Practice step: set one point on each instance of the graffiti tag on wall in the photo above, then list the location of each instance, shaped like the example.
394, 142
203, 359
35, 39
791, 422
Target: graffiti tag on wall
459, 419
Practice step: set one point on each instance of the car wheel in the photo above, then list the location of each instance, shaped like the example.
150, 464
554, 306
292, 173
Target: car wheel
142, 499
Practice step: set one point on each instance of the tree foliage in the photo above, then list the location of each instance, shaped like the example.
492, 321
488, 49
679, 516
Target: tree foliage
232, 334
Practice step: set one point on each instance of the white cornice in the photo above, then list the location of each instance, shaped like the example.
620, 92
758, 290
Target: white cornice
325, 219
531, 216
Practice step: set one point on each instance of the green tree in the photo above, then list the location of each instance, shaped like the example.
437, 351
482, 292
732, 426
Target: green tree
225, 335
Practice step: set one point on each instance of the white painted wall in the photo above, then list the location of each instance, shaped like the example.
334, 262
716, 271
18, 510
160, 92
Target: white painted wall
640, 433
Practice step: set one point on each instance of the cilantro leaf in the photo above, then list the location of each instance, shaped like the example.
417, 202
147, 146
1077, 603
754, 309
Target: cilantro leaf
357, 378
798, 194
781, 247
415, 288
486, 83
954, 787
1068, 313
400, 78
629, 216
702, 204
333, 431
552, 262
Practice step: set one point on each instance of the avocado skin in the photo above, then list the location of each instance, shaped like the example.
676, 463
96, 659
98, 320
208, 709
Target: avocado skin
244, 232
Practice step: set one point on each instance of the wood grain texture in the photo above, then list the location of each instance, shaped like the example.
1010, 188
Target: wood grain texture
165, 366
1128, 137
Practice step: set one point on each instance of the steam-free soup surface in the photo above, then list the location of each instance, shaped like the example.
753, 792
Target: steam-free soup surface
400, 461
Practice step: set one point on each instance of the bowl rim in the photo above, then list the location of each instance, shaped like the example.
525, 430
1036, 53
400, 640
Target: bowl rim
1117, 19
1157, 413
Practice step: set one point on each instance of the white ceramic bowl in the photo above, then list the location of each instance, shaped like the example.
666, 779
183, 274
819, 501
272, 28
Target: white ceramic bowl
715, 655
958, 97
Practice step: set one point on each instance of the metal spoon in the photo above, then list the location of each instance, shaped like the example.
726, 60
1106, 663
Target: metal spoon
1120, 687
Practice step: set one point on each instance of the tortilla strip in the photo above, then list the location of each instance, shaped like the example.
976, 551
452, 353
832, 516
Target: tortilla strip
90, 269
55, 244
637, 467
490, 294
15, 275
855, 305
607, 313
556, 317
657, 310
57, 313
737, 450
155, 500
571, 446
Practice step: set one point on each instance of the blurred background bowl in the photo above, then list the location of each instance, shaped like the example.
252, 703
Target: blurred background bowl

———

* _Goal of the exercise_: Output every record above in full, exactly as it reads.

* _Response to the exercise_:
Practice step: set one point on each instance of the graffiti tag on wall in the photo above, then list the location of each instance, shaped like the example.
394, 142
203, 359
35, 39
791, 422
Target: graffiti tag on wall
459, 419
Practice step: set one point on each instance of the car wheel in the photo above, then list the location of each instance, shaped like the example.
150, 464
554, 306
292, 173
Target: car wheel
142, 499
Practice step: set one point on each instance of the tree foliage in the photo above, then list the location of each instance, shaped like the example.
492, 321
488, 49
679, 516
Target: tree foliage
232, 334
Practice step: set one point on each instance of the white cornice in the photo above, then list the location of each instance, shaped like the example.
620, 92
758, 290
Target: white cornice
325, 219
531, 216
Practice step: set one point on each instance of the green tree in the photo above, then list the location of each instance, shaped like the example.
437, 351
482, 292
732, 426
Target: green tree
225, 335
Practice step: set one point on each instance of the white painted wall in the photo above, then list the location of each instance, shaped like the example.
334, 262
716, 271
18, 510
160, 92
Target: white painted wall
640, 433
Practice step: set one point on each instance of the cilantro leaf in the photo above, then list the location of each instance, shaped like the example.
417, 202
147, 146
1077, 603
754, 309
Target: cilantro leaf
357, 378
798, 194
781, 247
415, 288
486, 83
954, 787
1068, 313
400, 78
629, 216
702, 204
333, 431
552, 262
Practice step: set one point on each instance of the avocado skin in the photo above, then list the location of each instance, shaped like the example.
676, 463
96, 659
98, 320
208, 709
Target: avocado skin
244, 232
Practice step: set one point on each instance of the wood grain texture in the photo above, then list the location of each instance, shaped like the example.
1010, 188
Target: wood grain texture
165, 366
1128, 137
Practice step: set one point on each instance of the steam-free soup surface in the photo above, then list the location of each instance, shaped like the example.
753, 792
Target: steam-free soup surface
400, 461
Practice step: set one point on each instance of the bowl rim in the photo above, then list the location of each instance, shaped like the example.
525, 430
1036, 53
400, 640
Target: bowl rim
1117, 19
1157, 413
Practice step: set one point on each instance of the white ceramic bowl in the photo above, then list the location of each instance, shaped like the example.
666, 779
183, 274
819, 501
272, 28
Target: white ceramic bowl
715, 655
958, 97
Practice step: set one point on each instance of the metal spoon in the photo above, then list the location of each instance, shaped like the example.
726, 60
1106, 663
Target: metal spoon
1120, 687
Practice step: set one point on each instance of the tortilla strip in the photo above, then list the location of each instance, shaped like the example.
976, 551
452, 353
832, 516
Target: tortilla strip
90, 269
55, 244
637, 467
490, 294
15, 275
855, 305
607, 313
556, 317
657, 310
57, 313
737, 450
155, 500
571, 446
Practice step: set one point on each instance of the blurred background bowl in the photo above, then list the location of each instance, shaped like the example.
252, 703
Target: blurred background bowl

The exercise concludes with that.